**Input for this task**
********
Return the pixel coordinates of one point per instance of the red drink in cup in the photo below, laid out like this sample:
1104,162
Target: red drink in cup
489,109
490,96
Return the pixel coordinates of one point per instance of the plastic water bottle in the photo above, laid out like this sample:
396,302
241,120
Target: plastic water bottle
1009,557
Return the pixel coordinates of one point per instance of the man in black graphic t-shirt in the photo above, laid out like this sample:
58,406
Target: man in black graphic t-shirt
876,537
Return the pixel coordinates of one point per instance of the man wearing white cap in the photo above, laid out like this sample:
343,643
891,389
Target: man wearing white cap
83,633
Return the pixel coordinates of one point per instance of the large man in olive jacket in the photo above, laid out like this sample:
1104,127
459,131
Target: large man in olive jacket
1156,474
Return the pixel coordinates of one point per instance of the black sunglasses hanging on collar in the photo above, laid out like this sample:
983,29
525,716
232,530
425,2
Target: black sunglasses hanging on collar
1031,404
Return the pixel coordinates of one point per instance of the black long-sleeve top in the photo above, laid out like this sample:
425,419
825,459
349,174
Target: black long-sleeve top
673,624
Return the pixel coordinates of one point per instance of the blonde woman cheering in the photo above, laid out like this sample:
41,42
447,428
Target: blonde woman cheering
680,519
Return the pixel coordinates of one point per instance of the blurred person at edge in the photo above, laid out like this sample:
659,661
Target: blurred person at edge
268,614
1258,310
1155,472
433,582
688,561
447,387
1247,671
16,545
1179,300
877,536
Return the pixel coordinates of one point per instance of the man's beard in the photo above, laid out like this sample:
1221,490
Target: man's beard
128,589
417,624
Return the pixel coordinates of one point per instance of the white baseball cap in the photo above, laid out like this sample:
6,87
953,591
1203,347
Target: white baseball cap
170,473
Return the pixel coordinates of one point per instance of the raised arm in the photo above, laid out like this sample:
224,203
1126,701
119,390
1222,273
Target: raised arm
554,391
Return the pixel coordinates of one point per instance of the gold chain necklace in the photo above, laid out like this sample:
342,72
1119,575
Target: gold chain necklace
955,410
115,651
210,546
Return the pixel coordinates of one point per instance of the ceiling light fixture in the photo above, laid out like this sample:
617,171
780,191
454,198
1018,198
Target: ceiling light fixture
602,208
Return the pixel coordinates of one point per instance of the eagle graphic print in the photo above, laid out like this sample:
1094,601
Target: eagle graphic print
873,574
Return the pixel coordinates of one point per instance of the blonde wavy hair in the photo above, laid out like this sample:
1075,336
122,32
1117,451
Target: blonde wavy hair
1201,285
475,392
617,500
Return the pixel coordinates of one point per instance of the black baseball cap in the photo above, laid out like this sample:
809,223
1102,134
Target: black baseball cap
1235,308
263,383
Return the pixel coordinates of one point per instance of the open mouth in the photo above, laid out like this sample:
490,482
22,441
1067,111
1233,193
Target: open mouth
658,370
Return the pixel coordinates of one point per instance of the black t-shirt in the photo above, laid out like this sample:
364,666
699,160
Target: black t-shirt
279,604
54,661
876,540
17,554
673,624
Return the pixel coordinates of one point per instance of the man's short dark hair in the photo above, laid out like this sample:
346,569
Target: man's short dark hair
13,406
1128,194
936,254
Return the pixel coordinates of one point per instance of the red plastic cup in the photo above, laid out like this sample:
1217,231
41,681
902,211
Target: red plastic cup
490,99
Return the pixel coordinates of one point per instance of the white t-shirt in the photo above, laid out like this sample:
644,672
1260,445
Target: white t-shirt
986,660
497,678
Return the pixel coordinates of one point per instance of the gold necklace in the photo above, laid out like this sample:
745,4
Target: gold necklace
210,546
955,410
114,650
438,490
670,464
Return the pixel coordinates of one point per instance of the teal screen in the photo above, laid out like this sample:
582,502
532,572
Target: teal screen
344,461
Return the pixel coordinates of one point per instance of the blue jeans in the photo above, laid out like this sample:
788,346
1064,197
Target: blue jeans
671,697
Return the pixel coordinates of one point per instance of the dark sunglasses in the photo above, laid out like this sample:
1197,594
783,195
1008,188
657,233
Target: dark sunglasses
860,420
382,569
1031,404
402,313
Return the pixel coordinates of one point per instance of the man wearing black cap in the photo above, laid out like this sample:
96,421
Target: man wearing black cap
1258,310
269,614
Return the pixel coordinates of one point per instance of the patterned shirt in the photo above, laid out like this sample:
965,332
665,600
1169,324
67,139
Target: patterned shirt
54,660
********
**Exercise objective**
Rewrite the records above with "laid out like this sample" replaced by "formatted like this sample" throughout, leaving everything else the same.

**Result for this exercise**
Return the pixel coordinates of one point per instance of the red drink in cup in the photo below, formatted like this sample:
1104,162
Target: red drink in cup
489,109
490,96
Return the pixel coordinates of one point per instance of the plastic water bottle in the photo above, formatted like this sample:
396,302
241,120
Target: plastic water bottle
1009,557
Return the pixel coordinates of one point per instance of the man in black graphic t-shirt in the photo above, formatted like this sample:
58,406
Target: man in black graphic t-shirt
876,537
Return the pixel coordinates of one point per instance of the man wearing white cap in the photo above, formatted like this sample:
343,643
891,389
Target: man wearing white cap
83,633
Return the pixel coordinates of one point per instance of the large man in olive jacket in the photo above, formatted like this sample:
1104,127
459,131
Target: large man in olive jacket
1156,474
Return the pixel coordinates of one point per instance of the black sunglasses hanging on collar in the photo above, formatted like this sample:
983,29
525,716
232,530
425,2
Target: black sunglasses hanging on collar
1031,404
Return the pixel coordinates of one point per instance of the black long-sleeve top in the photo above, formatted like this sample:
425,419
825,459
349,174
Target: black long-sleeve top
673,624
Return the pixel coordinates of one point per instance of the blonde woman cheering in the photo above, formatted like this sample:
41,42
447,428
Target: blonde woman cheering
680,519
Return the pixel coordinates of one point per instance of the blurred person at edge in the photo above, formatted like this sample:
659,661
Target: blurred person at edge
268,614
1258,310
1155,472
433,582
688,561
447,387
1247,671
16,545
1179,300
877,536
Return the pixel coordinates of one point per instance of the man's beard in the photo above, formatted like this sample:
1221,490
Target: man's beard
128,589
417,624
Return the pixel coordinates of one point per instance of the white baseball cap in the photo above, formatted like this sample:
6,87
953,591
1203,347
Target: white baseball cap
170,473
Return the pixel coordinates of one point per instance of the raised arm in the photo above, formatted like this sample:
224,203
1126,701
119,390
1222,273
Target: raised arm
554,391
Return the pixel coordinates of one point per instance of the gold chain necklace in the photo above, formatted like this sample:
342,72
1119,575
Target: gold chain necklace
955,410
115,651
210,546
Return the pixel coordinates of one point per instance of the ceiling light fixture in the photo above, formatted like this sample:
617,171
780,191
454,198
1018,198
Target: ceiling light fixture
602,208
Return the pixel coordinates of one point per instance of the eagle graphic print in the photo above, formatted like this sample:
1094,601
Target: eagle graphic print
873,574
Return the pixel coordinates of one point per instance of the blonde wavy hair in the photo above, formatted like this sample:
1075,336
122,32
1117,451
Target: blonde wavy hair
1201,285
475,392
617,500
Return the pixel coordinates of one point per instance of the black baseball cap in the photo above, formatted like this sample:
809,223
1102,134
Target: black baseball cap
1235,308
263,383
Return the pixel coordinates of one point per instance of the open mouth in the photo above, formatted like this sample:
490,482
22,441
1067,111
1233,193
Target: open mouth
658,370
Return the pixel coordinates of one point per instance of the black t-shirt in the photo above, formatted like this sample:
364,666
699,160
Target: black t-shirt
279,604
54,661
876,540
17,554
673,624
Return the pixel coordinates of one point per instance of the man's short dark hair in the photo above, formatted like this sample:
346,569
Target: man's short dark hair
13,406
1128,194
936,254
Return the pixel coordinates of one point per instance of the red plastic cup in the photo above, formatted like this sample:
1217,231
41,681
902,211
Target: red plastic cup
490,99
Return the pixel coordinates of one point per instance of the white t-shirt in the photo above, formatted like this sample:
644,672
1260,445
Target: white t-shirt
986,660
497,678
Return the pixel coordinates of one point per instance of the gold necklace in the photo above, formatted like this sample:
745,4
Target: gold necklace
210,546
955,410
114,650
438,490
670,464
Return the pixel coordinates of one point per instance of the teal screen in the photo above, formatted like this sample:
582,502
532,572
Target: teal screen
344,461
Return the pixel coordinates of one point per instance of the blue jeans in the photo above, formatted like this sample:
788,346
1064,197
Target: blue jeans
671,697
Return the pixel coordinates of one point per instance of the dark sunglasses in the photo above, formatted like this sample:
1197,594
783,195
1008,188
657,233
Target: dark sunglasses
860,420
382,569
1031,404
402,313
Return the pixel coordinates of one point per instance of the man wearing black cap in the photo above, formatted like this sample:
96,421
Target: man wearing black cap
1258,310
269,614
Return the pixel coordinates of one point per instance of the patterned shirt in the photo above, formatted like this sample:
965,332
665,600
1169,324
67,139
Target: patterned shirt
54,660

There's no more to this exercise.